• EXERCISE BRIEF:
Rewrite the listing below with "Identify" swapped for "Locate" everywhere it occurs and everything else unchanged. Omit the pictures from your copy.

*** STORED ROWS ***

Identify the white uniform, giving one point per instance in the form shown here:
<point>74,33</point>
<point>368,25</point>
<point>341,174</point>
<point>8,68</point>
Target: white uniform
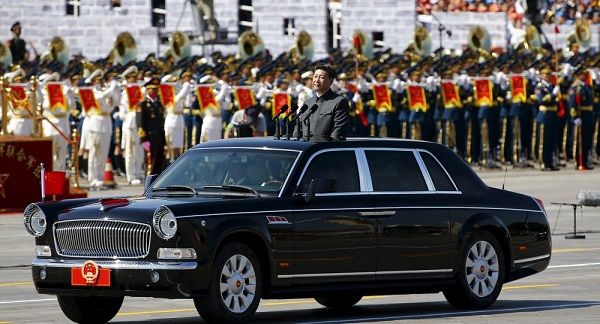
<point>130,141</point>
<point>174,118</point>
<point>212,123</point>
<point>99,126</point>
<point>20,121</point>
<point>59,118</point>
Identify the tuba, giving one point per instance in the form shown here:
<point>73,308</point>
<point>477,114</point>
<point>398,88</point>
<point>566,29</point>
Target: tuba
<point>180,46</point>
<point>5,56</point>
<point>57,50</point>
<point>304,48</point>
<point>124,50</point>
<point>362,44</point>
<point>479,42</point>
<point>249,44</point>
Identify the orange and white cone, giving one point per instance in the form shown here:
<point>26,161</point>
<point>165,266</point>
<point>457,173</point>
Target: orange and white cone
<point>109,179</point>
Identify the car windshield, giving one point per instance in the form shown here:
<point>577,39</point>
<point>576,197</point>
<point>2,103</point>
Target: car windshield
<point>228,170</point>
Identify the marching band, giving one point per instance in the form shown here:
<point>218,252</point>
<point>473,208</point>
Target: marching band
<point>525,107</point>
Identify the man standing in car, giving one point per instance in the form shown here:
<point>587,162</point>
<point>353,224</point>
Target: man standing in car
<point>327,111</point>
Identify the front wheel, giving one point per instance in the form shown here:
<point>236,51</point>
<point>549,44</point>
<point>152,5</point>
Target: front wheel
<point>338,301</point>
<point>235,286</point>
<point>481,274</point>
<point>90,309</point>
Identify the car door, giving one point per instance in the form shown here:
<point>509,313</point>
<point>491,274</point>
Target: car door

***

• OUTPUT OF THE EXERCISE:
Locate the white uniform, giving one point per instance in the form shown here:
<point>74,33</point>
<point>368,25</point>
<point>341,174</point>
<point>8,68</point>
Target: white uniform
<point>130,141</point>
<point>174,118</point>
<point>212,123</point>
<point>99,126</point>
<point>20,121</point>
<point>59,118</point>
Locate the tuba, giving one point per instance in the form shown here:
<point>73,308</point>
<point>477,114</point>
<point>398,88</point>
<point>566,29</point>
Target: tuba
<point>180,46</point>
<point>5,56</point>
<point>57,50</point>
<point>304,48</point>
<point>124,50</point>
<point>362,44</point>
<point>479,42</point>
<point>249,44</point>
Locate the orange and white cone, giving one point per instance in the form shown here:
<point>26,161</point>
<point>165,266</point>
<point>457,173</point>
Target: orange and white cone
<point>109,179</point>
Locate the car windshield, giving one point per instance in the form shown here:
<point>577,39</point>
<point>576,197</point>
<point>2,103</point>
Target: car windshield
<point>228,170</point>
Locate the marching band, giving one point per instance in the form shown here:
<point>218,252</point>
<point>473,208</point>
Target: marching band
<point>525,107</point>
Locate the man standing in car, giving one point per instance in the form shown here:
<point>587,162</point>
<point>353,224</point>
Target: man standing in car
<point>327,111</point>
Locate the front wheel, giving one point per instance in the form shown here:
<point>236,51</point>
<point>549,44</point>
<point>152,5</point>
Target: front wheel
<point>338,301</point>
<point>235,286</point>
<point>481,274</point>
<point>90,309</point>
Locate the car door, giving one point per instance in the form shown here:
<point>509,313</point>
<point>491,274</point>
Target: car door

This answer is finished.